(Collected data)

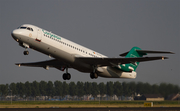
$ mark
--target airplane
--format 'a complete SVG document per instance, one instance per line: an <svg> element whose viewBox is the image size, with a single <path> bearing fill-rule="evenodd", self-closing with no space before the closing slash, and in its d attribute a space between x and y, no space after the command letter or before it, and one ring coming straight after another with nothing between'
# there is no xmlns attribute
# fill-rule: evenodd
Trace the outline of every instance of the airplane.
<svg viewBox="0 0 180 111"><path fill-rule="evenodd" d="M23 24L11 32L11 36L20 46L25 48L24 55L28 55L28 48L39 51L53 57L52 60L16 63L20 66L42 67L48 70L54 67L66 72L62 78L70 80L68 68L76 69L83 73L90 73L91 79L98 76L105 78L129 78L137 77L136 68L139 62L164 60L168 57L143 57L148 53L167 53L169 51L149 51L139 47L133 47L130 51L120 54L121 58L109 58L94 50L81 46L50 31L31 24Z"/></svg>

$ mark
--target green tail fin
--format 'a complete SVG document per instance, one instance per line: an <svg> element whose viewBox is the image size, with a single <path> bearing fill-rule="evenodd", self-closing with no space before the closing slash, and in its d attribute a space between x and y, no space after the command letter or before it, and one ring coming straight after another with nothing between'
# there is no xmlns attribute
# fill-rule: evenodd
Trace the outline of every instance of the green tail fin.
<svg viewBox="0 0 180 111"><path fill-rule="evenodd" d="M133 58L133 57L142 57L143 55L147 55L146 53L140 53L136 50L141 50L139 47L133 47L125 56L125 58ZM121 70L125 72L135 71L139 62L129 63L129 64L121 64Z"/></svg>

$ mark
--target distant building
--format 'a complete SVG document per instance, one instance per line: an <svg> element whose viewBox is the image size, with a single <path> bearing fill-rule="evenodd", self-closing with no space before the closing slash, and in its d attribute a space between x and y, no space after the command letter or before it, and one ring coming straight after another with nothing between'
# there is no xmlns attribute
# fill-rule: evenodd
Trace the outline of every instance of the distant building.
<svg viewBox="0 0 180 111"><path fill-rule="evenodd" d="M134 100L164 101L164 97L160 94L143 94L142 96L136 96Z"/></svg>

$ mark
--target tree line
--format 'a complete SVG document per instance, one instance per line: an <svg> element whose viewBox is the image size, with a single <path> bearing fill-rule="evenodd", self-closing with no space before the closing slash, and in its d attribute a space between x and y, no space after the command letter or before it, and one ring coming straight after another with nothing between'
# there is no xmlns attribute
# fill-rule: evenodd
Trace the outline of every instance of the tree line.
<svg viewBox="0 0 180 111"><path fill-rule="evenodd" d="M70 95L71 97L77 96L81 98L84 95L92 95L94 98L97 95L108 95L108 96L135 96L136 94L161 94L167 98L170 94L177 94L180 92L178 85L161 83L149 84L142 82L61 82L55 81L33 81L25 83L11 83L0 85L0 97L6 97L7 95L18 96L21 98L37 97L37 96L60 96L65 97Z"/></svg>

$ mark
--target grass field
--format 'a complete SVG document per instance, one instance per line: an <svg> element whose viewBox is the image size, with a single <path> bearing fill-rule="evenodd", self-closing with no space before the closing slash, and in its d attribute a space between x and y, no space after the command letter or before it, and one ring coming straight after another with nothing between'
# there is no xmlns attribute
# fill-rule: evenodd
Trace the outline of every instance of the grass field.
<svg viewBox="0 0 180 111"><path fill-rule="evenodd" d="M147 101L0 101L0 108L144 107ZM178 101L155 101L154 107L180 107Z"/></svg>

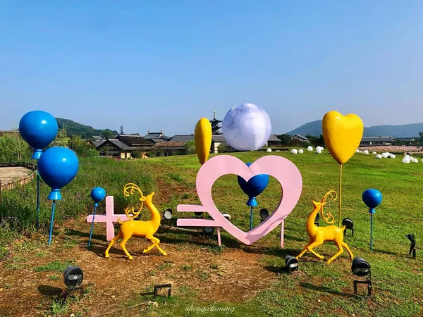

## Written instruction:
Pull out each line of the records above that contains the string "building", treating uppercase and lowercase letters as different.

## Output for this exercise:
--target distant building
Trace the outline of every instance of the distant building.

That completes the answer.